*Provided data:*
_____
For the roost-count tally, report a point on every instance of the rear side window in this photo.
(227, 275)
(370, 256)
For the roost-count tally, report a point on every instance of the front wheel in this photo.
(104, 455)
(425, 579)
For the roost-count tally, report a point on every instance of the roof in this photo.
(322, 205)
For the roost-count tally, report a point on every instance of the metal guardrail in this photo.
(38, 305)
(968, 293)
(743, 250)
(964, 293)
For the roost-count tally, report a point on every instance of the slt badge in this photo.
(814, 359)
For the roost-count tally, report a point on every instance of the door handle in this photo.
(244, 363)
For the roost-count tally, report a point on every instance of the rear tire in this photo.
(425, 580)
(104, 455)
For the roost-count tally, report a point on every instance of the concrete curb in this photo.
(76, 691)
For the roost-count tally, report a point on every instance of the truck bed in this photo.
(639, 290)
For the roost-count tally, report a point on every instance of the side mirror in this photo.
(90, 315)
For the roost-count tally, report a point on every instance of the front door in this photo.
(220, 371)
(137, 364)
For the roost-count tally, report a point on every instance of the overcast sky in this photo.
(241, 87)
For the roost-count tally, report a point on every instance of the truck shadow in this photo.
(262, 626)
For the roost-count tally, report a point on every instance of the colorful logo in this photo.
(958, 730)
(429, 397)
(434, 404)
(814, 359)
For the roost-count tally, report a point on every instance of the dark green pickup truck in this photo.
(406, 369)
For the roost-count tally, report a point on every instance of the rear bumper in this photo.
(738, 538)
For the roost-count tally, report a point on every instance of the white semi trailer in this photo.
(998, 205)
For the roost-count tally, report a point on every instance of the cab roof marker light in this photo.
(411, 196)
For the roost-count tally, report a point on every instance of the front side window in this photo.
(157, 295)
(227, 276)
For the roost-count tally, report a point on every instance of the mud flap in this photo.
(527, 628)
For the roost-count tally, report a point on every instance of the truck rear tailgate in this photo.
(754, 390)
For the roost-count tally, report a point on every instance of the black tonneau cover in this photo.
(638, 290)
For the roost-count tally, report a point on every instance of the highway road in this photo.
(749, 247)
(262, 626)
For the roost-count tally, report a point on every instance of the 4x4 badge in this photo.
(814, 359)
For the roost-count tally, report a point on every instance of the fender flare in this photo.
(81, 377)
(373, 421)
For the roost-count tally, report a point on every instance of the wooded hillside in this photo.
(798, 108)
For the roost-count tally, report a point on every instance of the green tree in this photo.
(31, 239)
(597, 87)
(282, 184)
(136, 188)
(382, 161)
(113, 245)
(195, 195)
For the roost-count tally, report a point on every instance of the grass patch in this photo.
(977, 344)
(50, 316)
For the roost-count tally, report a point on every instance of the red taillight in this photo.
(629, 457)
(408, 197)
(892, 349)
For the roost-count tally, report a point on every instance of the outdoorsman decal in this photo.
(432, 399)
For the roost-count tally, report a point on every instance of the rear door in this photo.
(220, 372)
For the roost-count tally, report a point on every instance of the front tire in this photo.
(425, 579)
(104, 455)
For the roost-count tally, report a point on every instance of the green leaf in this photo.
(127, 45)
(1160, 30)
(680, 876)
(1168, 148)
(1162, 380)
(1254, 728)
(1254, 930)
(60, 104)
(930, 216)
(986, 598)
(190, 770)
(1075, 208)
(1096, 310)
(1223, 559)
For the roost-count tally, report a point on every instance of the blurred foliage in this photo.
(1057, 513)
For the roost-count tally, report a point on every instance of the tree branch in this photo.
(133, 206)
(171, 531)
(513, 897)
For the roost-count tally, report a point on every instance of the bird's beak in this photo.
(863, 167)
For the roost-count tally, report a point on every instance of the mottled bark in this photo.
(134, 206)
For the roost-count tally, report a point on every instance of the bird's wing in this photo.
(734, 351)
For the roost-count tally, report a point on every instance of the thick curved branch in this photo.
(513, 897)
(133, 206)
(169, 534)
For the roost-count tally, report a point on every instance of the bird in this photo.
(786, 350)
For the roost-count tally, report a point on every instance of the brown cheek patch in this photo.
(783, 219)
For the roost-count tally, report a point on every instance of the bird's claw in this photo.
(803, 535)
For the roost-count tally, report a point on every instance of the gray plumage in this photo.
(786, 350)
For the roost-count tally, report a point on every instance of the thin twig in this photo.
_____
*Set problem:* Reproduce every line of the listing above verbatim, in its original order and without any alteration.

*Complete output:*
For the roost-count tally, report a point on every instance of the rear side window in this photo.
(227, 275)
(370, 256)
For the roost-count tally, report a point on every instance of the front wheel in this photo.
(104, 455)
(425, 579)
For the roost-count tally, report a point on every instance of the roof in this photo.
(322, 205)
For the roost-count tally, report a point on every instance of the metal guardrail in this photo.
(38, 305)
(968, 293)
(743, 250)
(964, 293)
For the roost-count tally, report a point on every instance of the slt badge in this photo.
(814, 359)
For the roost-count tally, report a point on every instance of the door handle in this photo.
(244, 363)
For the roost-count tally, report a point on every instance of the rear tire in this photo.
(425, 580)
(104, 455)
For the roost-count tally, report a point on every instance of the concrete curb in this photo.
(76, 691)
For the roost-count tally, report a point on every instance of the truck bed in this photo.
(639, 290)
For the roost-count tally, report a point on every instance of the side mirror in this photo.
(90, 315)
For the roost-count tally, report a point on every instance of the front door in this photo.
(220, 371)
(137, 364)
For the roost-count tally, report a point on every instance of the overcast sky in this photo.
(241, 87)
For the roost-count tally, report a point on every instance of the truck shadow in this photo.
(262, 626)
For the roost-count tally, report a point on every instance of the colorful logo in this photo.
(958, 730)
(429, 397)
(434, 404)
(814, 359)
For the roost-count tally, report a point on every instance of the dark green pickup truck in this photo.
(406, 369)
For the roost-count tally, report a point on every instance of the rear bumper in this photo.
(738, 538)
For the roost-count tally, report a point on every instance of the white semi trailer in this photo.
(998, 205)
For the roost-count tally, report a point on every instance of the cab roof marker light in this photo.
(411, 196)
For the roost-count tally, report a point on every instance of the front side window in this photo.
(157, 295)
(227, 276)
For the roost-count tally, report a point on every instance of the mud flap in this photo.
(527, 628)
For the roost-count tally, report a point on every instance of the truck rear tailgate in this photo.
(754, 390)
For the roost-count tally, report a point on every instance of the black tonneau cover in this photo.
(638, 290)
For the roost-count tally, report a point on every instance of the highway road in this photo.
(749, 247)
(262, 626)
For the roost-count tally, report a point on every instance of the 4x4 badge in this photo.
(814, 359)
For the roost-count tally, report a point on every instance of the fender flare in this photo.
(81, 377)
(373, 421)
For the roost-count tally, report a point on every instance of the wooded hillside in this photo.
(798, 108)
For the roost-count tally, report a point on every instance of the green tree in this photo.
(31, 239)
(597, 87)
(282, 184)
(136, 188)
(382, 161)
(113, 245)
(195, 195)
For the roost-count tally, report a point on every instance of the grass patch in this photo.
(977, 344)
(50, 316)
For the roost-count tally, report a point on every instance of the red taillight in this photo.
(629, 457)
(408, 197)
(892, 349)
For the roost-count tally, report a point on every instance of the outdoorsman decal in this photo.
(432, 399)
For the roost-count tally, report a point on every instance of the rear door in this photo.
(220, 372)
For the roost-count tally, report a point on every instance of the front tire in this photo.
(425, 579)
(104, 455)
For the roost-count tally, report a point on every instance of the green leaf in this photo.
(127, 45)
(1160, 30)
(680, 876)
(1168, 148)
(1162, 380)
(1254, 728)
(1254, 930)
(60, 104)
(930, 216)
(986, 598)
(190, 770)
(1075, 208)
(1096, 310)
(1223, 559)
For the roost-count tally, report a point on every instance of the blurred foliage in this photo.
(1057, 513)
For the roost-count tally, report a point on every instance of the tree branch in this photo.
(133, 206)
(171, 531)
(513, 897)
For the roost-count tally, report a point on every instance of the bird's beak in this photo.
(863, 167)
For the roost-count tally, report a point on every instance of the mottled bark in this photo.
(134, 206)
For the roost-count tally, report a point on every instance of the bird's wing in this photo.
(734, 351)
For the roost-count tally, report a point on every instance of the thick curved branch in this photo.
(513, 897)
(133, 206)
(169, 534)
For the roost-count tally, report a point on every instance of the bird in this photo.
(786, 350)
For the roost-count tally, report a point on every instance of the brown cheek patch in this photo.
(783, 219)
For the roost-count tally, report a point on every instance of the bird's claw in this photo.
(803, 535)
For the roost-count tally, report a point on every instance of the gray plumage in this photo.
(786, 350)
For the roost-count tally, report a point on every instance of the thin twig in this photo.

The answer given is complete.